Explore the material:
[A] Copy the part of the Fenix LD75C thread that opens with the words "## ven (Mar" and closes with "to the tk75.........".
[B] According to the Fenix LD75C thread, why is the SR52's battery tube slightly smaller than the LD75C's? Answer in one to three sentences.

*** Source passage ***

Thanks for your review! A lot of (beam)shots and a nice comparison with the tk75-brother


----------



## haro (Mar 30, 2015)

*Re: Review: Fenix LD75C (4x XM-L2, XM-L color, 4x 18650/8x CR123a, 4000 lumens)*

Thank you for the review. 
I have already the TK75 but the new LD75c seems to be very interesting. It is a little smaller and with less weight and has more lumen.
The UI is not so complicated as I thought at the first.


----------



## ven (Mar 30, 2015)

*Re: Review: Fenix LD75C (4x XM-L2, XM-L color, 4x 18650/8x CR123a, 4000 lumens)*

Great review and thanks for sharing,wow i cant believe how compact it is,i was expecting the head to be similar to the tk75.........

Length wise other than head,its similar to the sr52 which imo is quite a compact medium light..........pretty amazing package is this.

Still not tempted though.........




yet!


----------



## kj2 (Mar 30, 2015)

*Re: Review: Fenix LD75C (4x XM-L2, XM-L color, 4x 18650/8x CR123a, 4000 lumens)*

Thanks all 

Ven: compared with the TK75, it's small indeed. When I first heard about this light, I was expecting it to be around the same size. Specially the head. Battery-tube of the SR52 is slightly smaller, but that's because it runs on 1 battery less, of course


----------



## bladesmith3 (Mar 30, 2015)

*Re: Review: Fenix LD75C (4x XM-L2, XM-L color, 4x 18650/8x CR123a, 4000 lumens)*

can it run with flat top batteries?


----------



## kj2 (Mar 30, 2015)

*** End of Source passage ***
*** Listed records ***

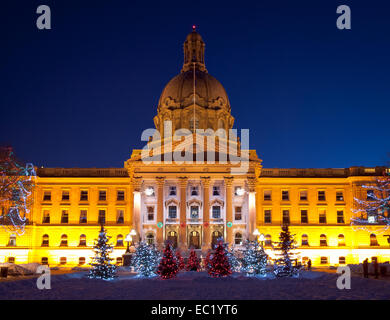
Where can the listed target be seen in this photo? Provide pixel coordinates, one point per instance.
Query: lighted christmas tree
(193, 263)
(284, 266)
(145, 260)
(101, 263)
(254, 260)
(217, 263)
(180, 260)
(168, 267)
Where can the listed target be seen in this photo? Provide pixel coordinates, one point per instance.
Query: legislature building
(192, 204)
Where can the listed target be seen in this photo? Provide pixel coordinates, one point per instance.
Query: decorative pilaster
(206, 212)
(160, 210)
(229, 208)
(183, 211)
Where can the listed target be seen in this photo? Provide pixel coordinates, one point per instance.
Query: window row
(83, 217)
(84, 195)
(82, 261)
(303, 195)
(82, 241)
(304, 216)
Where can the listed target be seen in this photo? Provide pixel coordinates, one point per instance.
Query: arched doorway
(172, 239)
(216, 236)
(194, 240)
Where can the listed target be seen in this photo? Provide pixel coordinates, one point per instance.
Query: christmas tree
(254, 261)
(284, 265)
(145, 260)
(180, 260)
(217, 264)
(101, 266)
(168, 267)
(193, 263)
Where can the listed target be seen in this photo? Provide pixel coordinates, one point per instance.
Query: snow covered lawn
(193, 285)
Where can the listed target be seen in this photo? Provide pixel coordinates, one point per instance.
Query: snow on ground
(196, 285)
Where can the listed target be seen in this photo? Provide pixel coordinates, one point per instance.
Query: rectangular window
(172, 212)
(65, 195)
(267, 216)
(194, 212)
(304, 217)
(370, 195)
(102, 195)
(216, 212)
(64, 216)
(150, 213)
(83, 216)
(339, 196)
(102, 217)
(46, 216)
(324, 260)
(322, 216)
(120, 195)
(238, 213)
(267, 195)
(286, 217)
(120, 216)
(321, 196)
(340, 216)
(303, 195)
(84, 195)
(47, 196)
(172, 190)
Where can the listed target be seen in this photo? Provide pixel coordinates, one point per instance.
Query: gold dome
(176, 103)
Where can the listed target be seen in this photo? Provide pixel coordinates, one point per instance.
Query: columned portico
(183, 211)
(206, 212)
(229, 208)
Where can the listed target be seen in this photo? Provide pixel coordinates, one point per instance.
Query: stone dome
(209, 92)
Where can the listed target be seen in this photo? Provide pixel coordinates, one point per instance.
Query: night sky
(80, 94)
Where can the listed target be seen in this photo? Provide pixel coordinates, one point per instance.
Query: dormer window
(216, 191)
(194, 191)
(172, 190)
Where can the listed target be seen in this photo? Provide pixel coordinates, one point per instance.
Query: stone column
(229, 208)
(183, 211)
(206, 212)
(137, 219)
(160, 210)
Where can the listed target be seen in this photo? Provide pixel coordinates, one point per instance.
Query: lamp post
(261, 239)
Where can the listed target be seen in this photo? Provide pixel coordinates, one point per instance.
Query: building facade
(194, 204)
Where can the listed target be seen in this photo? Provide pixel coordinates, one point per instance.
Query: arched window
(373, 240)
(64, 241)
(305, 240)
(216, 236)
(12, 240)
(341, 240)
(83, 240)
(323, 242)
(238, 238)
(194, 240)
(45, 240)
(172, 239)
(268, 240)
(119, 240)
(150, 238)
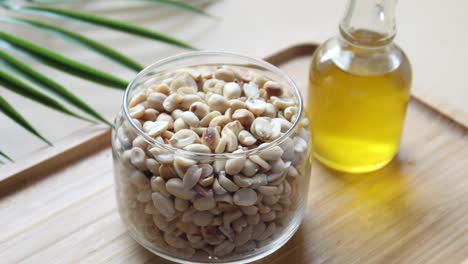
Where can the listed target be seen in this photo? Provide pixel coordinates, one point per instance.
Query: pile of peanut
(188, 204)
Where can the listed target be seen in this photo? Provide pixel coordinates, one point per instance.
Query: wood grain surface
(415, 210)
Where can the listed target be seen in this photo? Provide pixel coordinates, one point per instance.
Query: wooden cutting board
(415, 210)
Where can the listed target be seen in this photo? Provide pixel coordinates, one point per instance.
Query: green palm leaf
(92, 44)
(182, 5)
(110, 23)
(51, 85)
(63, 63)
(5, 156)
(177, 4)
(21, 88)
(9, 111)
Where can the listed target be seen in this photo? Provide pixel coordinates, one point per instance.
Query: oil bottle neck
(369, 22)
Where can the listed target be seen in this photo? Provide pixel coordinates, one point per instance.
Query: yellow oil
(358, 110)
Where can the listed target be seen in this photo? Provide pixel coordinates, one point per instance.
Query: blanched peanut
(224, 74)
(218, 103)
(199, 109)
(244, 116)
(245, 197)
(232, 90)
(156, 100)
(201, 203)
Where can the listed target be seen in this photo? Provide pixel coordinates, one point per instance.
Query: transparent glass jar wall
(244, 206)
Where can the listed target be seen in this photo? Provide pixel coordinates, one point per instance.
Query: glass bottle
(359, 90)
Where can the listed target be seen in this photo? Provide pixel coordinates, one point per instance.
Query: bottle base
(351, 169)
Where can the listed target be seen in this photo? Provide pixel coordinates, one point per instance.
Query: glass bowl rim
(187, 55)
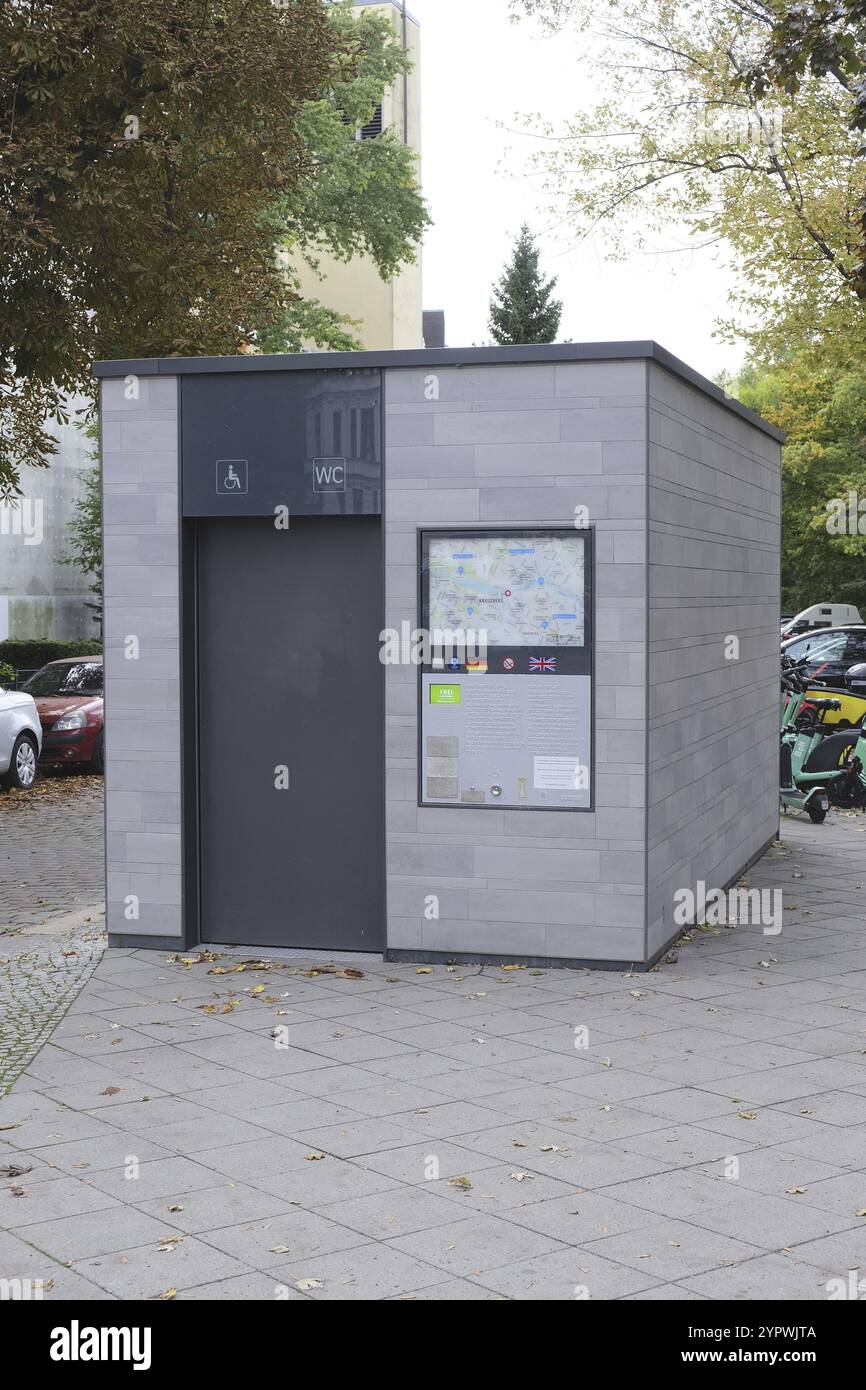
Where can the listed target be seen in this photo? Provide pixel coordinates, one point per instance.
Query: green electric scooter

*** End of Listed records ***

Results in order:
[A]
## ven (Mar 30, 2015)

*Re: Review: Fenix LD75C (4x XM-L2, XM-L color, 4x 18650/8x CR123a, 4000 lumens)*

Great review and thanks for sharing,wow i cant believe how compact it is,i was expecting the head to be similar to the tk75.........

[B] The SR52's battery tube is slightly smaller because the SR52 runs on one battery less.